Whenever a line in the entries below contains "railing", copy that line.

*** Opening of WORKING DATA ***

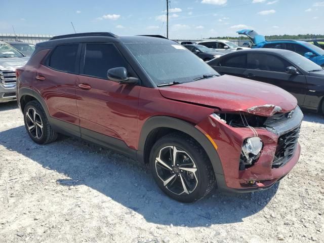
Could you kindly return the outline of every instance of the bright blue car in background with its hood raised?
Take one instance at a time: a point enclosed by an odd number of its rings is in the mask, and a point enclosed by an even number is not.
[[[263,35],[258,34],[255,30],[243,29],[237,31],[238,34],[247,35],[252,43],[252,48],[275,48],[285,49],[296,52],[321,67],[324,67],[324,50],[313,44],[302,41],[266,41]]]

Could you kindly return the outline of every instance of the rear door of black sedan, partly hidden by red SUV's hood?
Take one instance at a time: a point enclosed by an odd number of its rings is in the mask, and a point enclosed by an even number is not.
[[[208,64],[221,75],[228,74],[245,77],[245,71],[247,69],[247,54],[235,52],[235,54],[214,59],[208,62]]]

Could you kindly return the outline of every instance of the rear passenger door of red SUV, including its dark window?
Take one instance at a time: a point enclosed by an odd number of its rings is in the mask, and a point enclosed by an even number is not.
[[[37,68],[33,87],[43,96],[52,117],[79,125],[75,83],[79,67],[80,44],[59,45],[45,65]],[[79,135],[78,129],[73,135]]]

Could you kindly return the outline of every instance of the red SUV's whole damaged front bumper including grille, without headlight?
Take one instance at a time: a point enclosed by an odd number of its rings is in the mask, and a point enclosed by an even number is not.
[[[270,188],[285,177],[300,156],[297,139],[302,119],[303,113],[297,106],[284,122],[273,122],[263,128],[232,127],[213,115],[201,121],[196,127],[217,145],[223,167],[223,174],[215,174],[218,188],[234,192],[258,191]],[[242,144],[256,133],[263,142],[260,155],[253,165],[241,169]]]

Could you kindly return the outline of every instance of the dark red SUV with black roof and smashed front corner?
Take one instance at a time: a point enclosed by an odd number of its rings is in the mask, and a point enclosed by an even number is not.
[[[79,33],[38,43],[17,69],[17,100],[38,144],[80,137],[150,165],[170,197],[214,186],[271,187],[296,165],[303,113],[288,92],[219,76],[158,37]]]

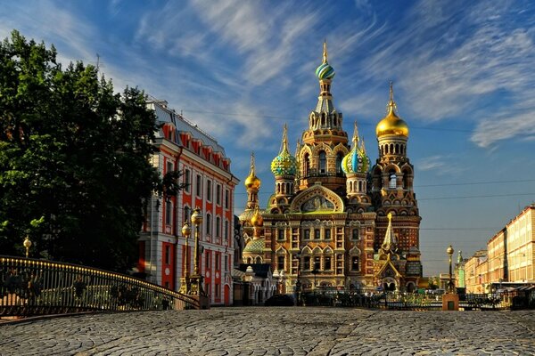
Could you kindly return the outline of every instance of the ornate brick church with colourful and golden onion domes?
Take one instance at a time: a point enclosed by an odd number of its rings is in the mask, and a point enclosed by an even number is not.
[[[317,67],[319,96],[295,155],[284,125],[271,163],[275,190],[259,205],[254,155],[239,216],[243,263],[267,263],[280,293],[336,290],[412,292],[422,278],[414,166],[407,157],[408,126],[397,112],[392,85],[386,116],[376,125],[372,166],[357,123],[352,136],[333,104],[334,69],[324,43]]]

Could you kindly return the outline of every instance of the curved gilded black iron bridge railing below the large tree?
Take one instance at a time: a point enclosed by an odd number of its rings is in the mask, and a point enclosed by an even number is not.
[[[0,255],[0,317],[183,309],[199,302],[124,274]]]

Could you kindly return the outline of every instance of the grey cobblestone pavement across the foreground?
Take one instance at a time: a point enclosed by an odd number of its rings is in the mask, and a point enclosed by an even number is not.
[[[535,311],[86,314],[0,324],[1,355],[535,355]]]

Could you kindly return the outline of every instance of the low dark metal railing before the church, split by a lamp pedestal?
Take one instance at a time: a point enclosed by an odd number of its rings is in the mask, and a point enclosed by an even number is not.
[[[523,303],[524,299],[516,291],[499,294],[459,295],[459,306],[464,310],[504,310],[514,308],[533,308]],[[318,290],[301,294],[301,300],[309,306],[363,307],[389,310],[440,311],[441,295],[413,293],[383,293],[374,290],[337,291]],[[522,302],[522,303],[520,303]]]

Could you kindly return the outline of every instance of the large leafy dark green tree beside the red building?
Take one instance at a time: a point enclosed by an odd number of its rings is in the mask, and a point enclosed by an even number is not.
[[[132,266],[144,201],[164,188],[156,129],[142,91],[62,69],[53,46],[13,31],[0,44],[0,254],[21,255],[29,234],[33,256]]]

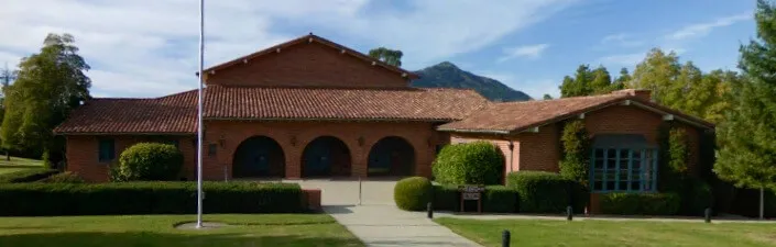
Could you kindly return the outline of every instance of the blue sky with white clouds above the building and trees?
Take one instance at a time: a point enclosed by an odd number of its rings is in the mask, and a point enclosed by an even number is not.
[[[540,99],[580,64],[612,75],[653,47],[704,71],[735,69],[755,36],[755,0],[205,0],[205,66],[315,33],[362,53],[404,53],[403,68],[451,61]],[[48,33],[70,33],[94,97],[195,89],[196,0],[8,0],[0,63],[15,67]]]

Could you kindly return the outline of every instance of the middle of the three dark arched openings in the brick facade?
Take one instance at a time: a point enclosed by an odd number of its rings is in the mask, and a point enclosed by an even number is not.
[[[315,138],[302,154],[302,176],[350,176],[350,149],[334,136]]]

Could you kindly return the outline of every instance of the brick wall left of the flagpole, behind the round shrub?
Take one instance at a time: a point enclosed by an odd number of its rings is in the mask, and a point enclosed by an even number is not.
[[[116,147],[116,158],[112,161],[99,161],[99,139],[112,138]],[[196,144],[192,136],[167,136],[164,138],[177,139],[178,148],[184,155],[184,167],[182,176],[188,179],[195,178],[196,172]],[[106,182],[108,181],[108,166],[118,164],[121,153],[133,144],[141,142],[151,142],[150,136],[85,136],[72,135],[67,136],[66,158],[67,170],[78,173],[87,181]]]

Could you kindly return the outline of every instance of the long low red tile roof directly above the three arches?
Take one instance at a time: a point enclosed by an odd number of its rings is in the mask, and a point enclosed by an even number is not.
[[[233,88],[205,89],[205,119],[461,120],[489,101],[460,89]],[[95,99],[56,133],[194,133],[197,91],[156,99]]]

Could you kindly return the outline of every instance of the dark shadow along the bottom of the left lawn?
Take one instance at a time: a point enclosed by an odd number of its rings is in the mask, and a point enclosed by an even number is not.
[[[172,246],[362,246],[356,238],[332,238],[332,237],[305,237],[298,235],[288,236],[262,236],[260,232],[255,234],[208,234],[207,232],[193,234],[175,233],[149,233],[149,232],[127,232],[127,233],[36,233],[0,235],[0,246],[14,247],[124,247],[124,246],[147,246],[147,247],[172,247]]]

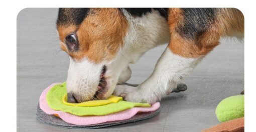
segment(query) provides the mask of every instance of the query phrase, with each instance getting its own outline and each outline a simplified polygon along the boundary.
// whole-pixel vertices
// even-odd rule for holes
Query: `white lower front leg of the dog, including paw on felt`
[[[137,87],[117,85],[114,94],[123,96],[127,101],[154,103],[176,88],[200,60],[201,57],[179,56],[167,47],[148,79]]]

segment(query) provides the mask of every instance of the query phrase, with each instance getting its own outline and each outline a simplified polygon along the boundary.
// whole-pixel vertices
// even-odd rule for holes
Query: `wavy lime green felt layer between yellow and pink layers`
[[[109,103],[100,106],[70,106],[62,102],[63,96],[67,94],[66,83],[53,86],[46,95],[48,105],[54,110],[61,110],[75,115],[106,115],[119,112],[136,106],[149,107],[148,103],[137,103],[120,100],[117,103]]]

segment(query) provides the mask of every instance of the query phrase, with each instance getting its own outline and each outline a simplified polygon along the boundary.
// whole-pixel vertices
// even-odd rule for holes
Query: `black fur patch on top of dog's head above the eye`
[[[58,24],[75,24],[79,25],[88,14],[89,8],[59,8]]]

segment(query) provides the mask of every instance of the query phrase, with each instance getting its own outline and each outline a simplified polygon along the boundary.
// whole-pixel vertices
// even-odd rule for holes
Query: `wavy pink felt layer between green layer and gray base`
[[[155,111],[160,107],[160,103],[156,102],[152,104],[151,107],[133,107],[130,109],[126,109],[120,112],[111,113],[107,115],[77,116],[77,115],[70,114],[68,112],[53,110],[49,107],[46,101],[46,94],[56,84],[59,84],[59,83],[51,84],[42,92],[40,96],[40,101],[39,101],[40,108],[47,114],[58,114],[60,118],[62,118],[64,121],[71,124],[89,125],[89,124],[97,124],[97,123],[103,123],[108,121],[124,120],[124,119],[129,119],[133,117],[139,111],[141,112]]]

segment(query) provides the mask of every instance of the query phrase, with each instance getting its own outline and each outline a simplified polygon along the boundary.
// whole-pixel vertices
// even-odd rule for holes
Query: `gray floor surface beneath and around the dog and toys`
[[[200,131],[218,123],[218,102],[244,87],[244,44],[222,39],[184,80],[188,90],[161,101],[161,112],[150,119],[100,129],[67,129],[36,119],[39,96],[53,82],[65,81],[68,56],[59,51],[56,8],[26,8],[17,17],[17,129],[18,131]],[[131,64],[130,83],[140,83],[154,69],[166,45],[148,51]]]

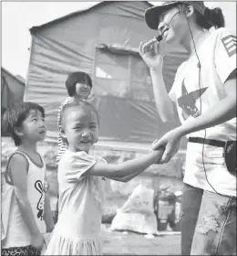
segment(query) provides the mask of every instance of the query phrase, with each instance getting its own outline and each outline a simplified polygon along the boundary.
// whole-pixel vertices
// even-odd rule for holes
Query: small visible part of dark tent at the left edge
[[[25,82],[1,68],[1,112],[13,102],[23,101]]]

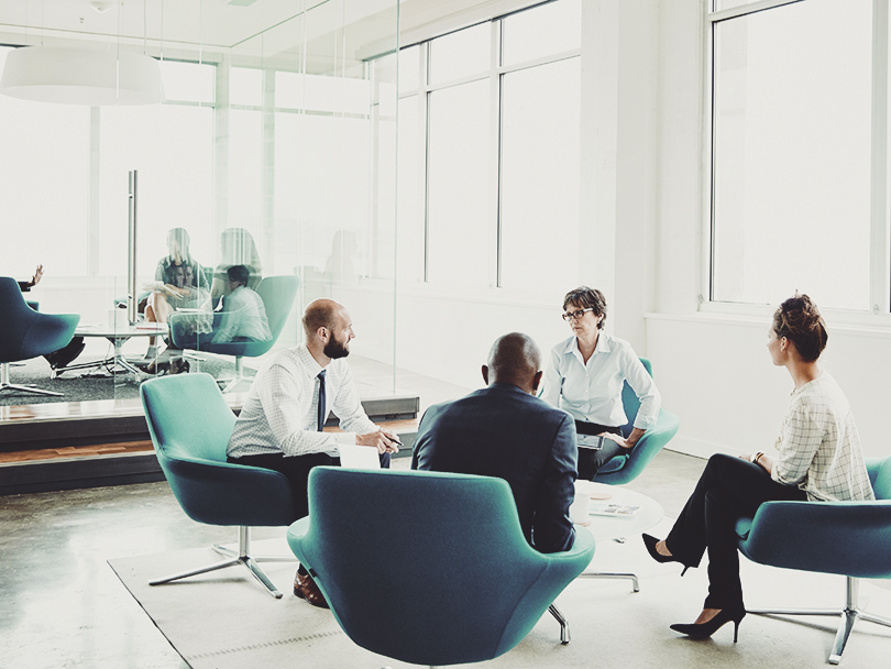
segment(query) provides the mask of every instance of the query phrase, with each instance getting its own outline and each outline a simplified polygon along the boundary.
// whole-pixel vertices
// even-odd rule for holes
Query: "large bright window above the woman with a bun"
[[[873,142],[872,4],[747,13],[740,0],[715,2],[713,300],[772,304],[799,289],[868,310],[884,292],[871,263],[887,224],[871,208],[873,152],[884,151]]]

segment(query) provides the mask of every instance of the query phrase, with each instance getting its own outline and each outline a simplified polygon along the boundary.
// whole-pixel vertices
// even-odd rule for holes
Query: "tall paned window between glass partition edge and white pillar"
[[[578,281],[580,18],[557,0],[402,52],[400,276],[530,297]]]

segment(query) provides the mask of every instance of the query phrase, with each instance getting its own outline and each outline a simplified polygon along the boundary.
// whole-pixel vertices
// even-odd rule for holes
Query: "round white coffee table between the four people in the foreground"
[[[606,485],[605,483],[595,483],[592,481],[576,481],[575,490],[597,496],[609,495],[606,500],[592,500],[592,511],[600,504],[622,504],[640,507],[637,515],[630,517],[601,516],[590,513],[590,525],[585,527],[594,535],[595,539],[615,539],[624,542],[625,537],[648,530],[666,515],[662,505],[652,497],[619,485]],[[637,574],[634,573],[585,571],[581,575],[592,579],[630,579],[634,583],[635,592],[640,592]]]

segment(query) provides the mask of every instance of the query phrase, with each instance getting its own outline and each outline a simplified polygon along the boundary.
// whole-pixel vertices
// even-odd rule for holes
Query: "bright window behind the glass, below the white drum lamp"
[[[0,70],[9,47],[0,47]],[[0,220],[21,245],[0,244],[6,273],[36,262],[53,277],[127,272],[128,172],[140,172],[140,272],[184,227],[209,249],[213,211],[216,67],[162,63],[166,105],[89,108],[0,96]],[[50,243],[52,242],[52,243]],[[210,262],[210,257],[199,257]]]

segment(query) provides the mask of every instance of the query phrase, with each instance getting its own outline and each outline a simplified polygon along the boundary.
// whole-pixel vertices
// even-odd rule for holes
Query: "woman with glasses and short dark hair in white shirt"
[[[591,481],[604,463],[629,453],[656,425],[662,399],[631,344],[604,332],[603,293],[587,286],[570,290],[563,298],[563,311],[573,334],[551,349],[541,398],[575,418],[579,479]],[[620,429],[628,423],[622,404],[626,381],[640,401],[627,438]]]

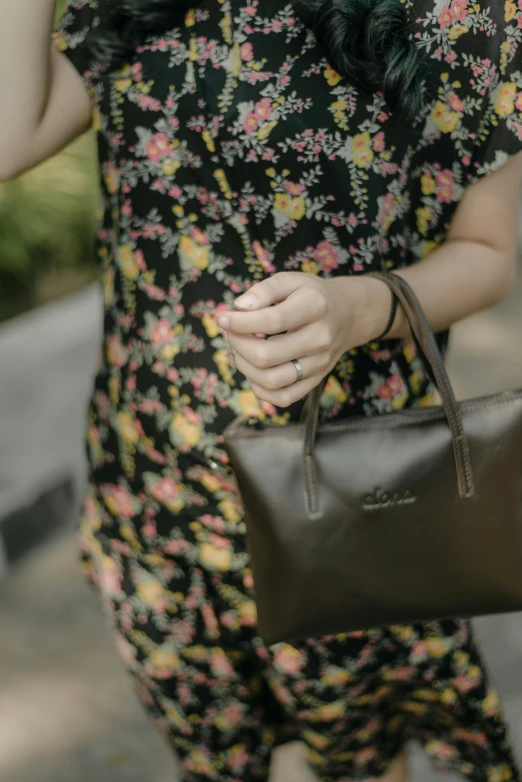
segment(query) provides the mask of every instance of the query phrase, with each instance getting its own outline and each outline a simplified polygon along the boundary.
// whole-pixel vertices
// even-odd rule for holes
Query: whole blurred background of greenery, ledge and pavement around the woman
[[[0,185],[0,780],[175,782],[76,561],[83,429],[101,339],[94,140]],[[521,218],[522,226],[522,218]],[[522,241],[521,241],[522,249]],[[522,385],[522,275],[459,324],[460,398]],[[522,760],[522,617],[476,622]],[[413,751],[414,782],[432,782]],[[312,782],[298,745],[274,782]]]

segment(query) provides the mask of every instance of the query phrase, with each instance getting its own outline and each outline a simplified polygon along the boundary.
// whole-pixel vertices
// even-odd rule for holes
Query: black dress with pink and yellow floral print
[[[112,79],[86,54],[95,0],[72,0],[56,34],[102,174],[85,564],[192,782],[266,781],[295,738],[322,782],[379,776],[410,739],[470,779],[518,779],[467,622],[263,646],[223,450],[239,414],[284,424],[301,407],[258,401],[235,371],[217,325],[233,299],[279,270],[422,261],[465,188],[522,148],[522,2],[403,1],[428,65],[411,126],[336,73],[286,0],[202,0]],[[411,342],[376,342],[343,356],[323,415],[432,390]]]

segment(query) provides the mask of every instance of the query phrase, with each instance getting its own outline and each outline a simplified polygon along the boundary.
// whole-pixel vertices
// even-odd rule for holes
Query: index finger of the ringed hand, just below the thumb
[[[236,334],[282,334],[315,323],[325,314],[326,299],[321,289],[307,283],[274,306],[252,312],[227,312],[219,319],[219,325]]]

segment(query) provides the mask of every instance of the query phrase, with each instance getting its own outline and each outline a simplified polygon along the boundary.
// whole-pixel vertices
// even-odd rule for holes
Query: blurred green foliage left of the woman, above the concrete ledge
[[[94,279],[97,202],[92,133],[0,184],[0,320]]]

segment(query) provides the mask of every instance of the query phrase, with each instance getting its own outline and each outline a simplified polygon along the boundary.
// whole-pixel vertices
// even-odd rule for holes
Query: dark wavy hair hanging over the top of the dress
[[[144,39],[179,24],[193,0],[100,0],[93,51],[106,71],[130,61]],[[382,92],[390,109],[413,120],[423,107],[423,67],[400,0],[294,0],[333,67],[359,88]]]

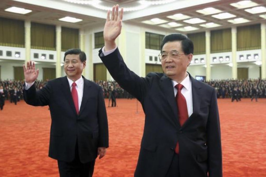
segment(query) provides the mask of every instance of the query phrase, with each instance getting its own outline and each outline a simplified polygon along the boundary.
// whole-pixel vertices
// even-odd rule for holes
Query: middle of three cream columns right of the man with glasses
[[[236,62],[236,27],[232,27],[232,78],[237,79],[237,62]]]

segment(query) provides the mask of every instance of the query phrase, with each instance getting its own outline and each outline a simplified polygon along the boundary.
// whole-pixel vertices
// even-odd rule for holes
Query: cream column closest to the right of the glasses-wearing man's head
[[[211,80],[211,33],[210,31],[205,32],[205,37],[206,37],[206,80],[209,81]]]

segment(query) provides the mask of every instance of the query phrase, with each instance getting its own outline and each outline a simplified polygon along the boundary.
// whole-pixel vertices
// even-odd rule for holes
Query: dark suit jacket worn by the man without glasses
[[[82,76],[83,77],[83,76]],[[49,105],[51,132],[49,157],[70,162],[78,153],[83,163],[97,157],[98,147],[108,147],[108,124],[102,88],[84,79],[83,97],[77,115],[67,77],[50,80],[40,90],[35,85],[24,90],[29,105]]]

*** Close of WORKING DATA ***

> _SOLUTION_
Could you kindly return the outline of every instance of the curved gilded black iron bridge railing below the large tree?
Could you kindly return the outline of every instance of the low dark metal railing before the church, split by a lamp pedestal?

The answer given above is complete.